*** Given entries Section Begins ***
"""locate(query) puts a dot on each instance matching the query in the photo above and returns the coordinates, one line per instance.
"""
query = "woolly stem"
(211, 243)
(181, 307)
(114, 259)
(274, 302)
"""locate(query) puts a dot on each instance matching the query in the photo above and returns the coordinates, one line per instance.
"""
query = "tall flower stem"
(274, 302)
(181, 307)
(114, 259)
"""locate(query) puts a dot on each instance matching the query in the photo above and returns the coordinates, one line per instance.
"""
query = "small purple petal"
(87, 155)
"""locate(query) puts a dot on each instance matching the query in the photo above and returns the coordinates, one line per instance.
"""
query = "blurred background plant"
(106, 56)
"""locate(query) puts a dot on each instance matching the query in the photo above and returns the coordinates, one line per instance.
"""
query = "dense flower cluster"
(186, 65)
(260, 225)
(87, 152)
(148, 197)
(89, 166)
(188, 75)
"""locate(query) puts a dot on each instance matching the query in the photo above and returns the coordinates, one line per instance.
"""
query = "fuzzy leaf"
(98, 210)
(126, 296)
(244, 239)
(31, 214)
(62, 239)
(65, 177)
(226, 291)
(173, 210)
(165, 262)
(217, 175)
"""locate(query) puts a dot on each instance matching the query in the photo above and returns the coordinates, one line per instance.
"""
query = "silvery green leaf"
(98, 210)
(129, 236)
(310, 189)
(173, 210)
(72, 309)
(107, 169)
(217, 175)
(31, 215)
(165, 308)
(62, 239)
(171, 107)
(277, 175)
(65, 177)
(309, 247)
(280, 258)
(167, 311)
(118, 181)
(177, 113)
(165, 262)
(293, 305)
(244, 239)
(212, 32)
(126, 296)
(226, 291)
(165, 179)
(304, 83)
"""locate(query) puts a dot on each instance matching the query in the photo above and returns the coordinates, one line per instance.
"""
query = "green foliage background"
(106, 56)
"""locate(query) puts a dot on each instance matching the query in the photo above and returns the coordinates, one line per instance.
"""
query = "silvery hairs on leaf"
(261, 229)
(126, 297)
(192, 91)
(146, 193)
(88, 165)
*** Given entries Section Ends ***
» What to do:
Exact repetition is required: return every record shown above.

» Answer to this problem:
"""locate(query) puts a dot on each instance matching the query in the photo above and returns the coordinates, one line per instance.
"""
query = "woolly stem"
(211, 243)
(181, 307)
(114, 259)
(274, 302)
"""locate(query) puts a dot on each instance matching the query in the photo above and returns the coordinates, one line per instance.
"""
query = "tall flower stem"
(274, 302)
(181, 307)
(114, 259)
"""locate(query) puts a dot on each instance matching the query in the photo above and returns the coordinates, one line per instance.
"""
query = "small purple petal"
(87, 155)
"""locate(query) puts a dot on each instance matching the query in the photo above and returns the coordinates, one line per instance.
"""
query = "blurred background plant"
(106, 56)
"""locate(query) puts a dot on each instance matching the query in the photo above and returns the coordinates, one line per instance.
"""
query = "dense flower cluster"
(186, 65)
(260, 225)
(87, 152)
(148, 197)
(89, 166)
(188, 75)
"""locate(query) puts a dot on each instance matching the query in the photo above and returns the coordinates, one line per instance.
"""
query = "fuzzy leaf"
(98, 210)
(126, 296)
(244, 239)
(31, 214)
(62, 239)
(65, 177)
(226, 291)
(173, 210)
(165, 262)
(217, 175)
"""locate(query) puts a dot on each instance matching the query in the photo above and returns the coordinates, one line per instance.
"""
query = "silvery green leaf"
(98, 210)
(129, 236)
(310, 189)
(173, 210)
(72, 309)
(107, 169)
(217, 175)
(31, 215)
(165, 308)
(62, 239)
(171, 107)
(277, 175)
(65, 177)
(309, 247)
(280, 258)
(167, 311)
(118, 181)
(177, 113)
(165, 262)
(293, 305)
(244, 239)
(212, 32)
(126, 296)
(226, 291)
(165, 179)
(304, 83)
"""locate(query) puts a dot on each instance matching the query in the photo above and returns the coordinates, one line per instance.
"""
query = "green foliage background"
(106, 56)
"""locate(query) puts a dot on each instance matching the query in the photo above and returns the coordinates, one line per instance.
"""
query = "silvery hairs on leaf"
(261, 229)
(126, 297)
(192, 91)
(146, 193)
(88, 165)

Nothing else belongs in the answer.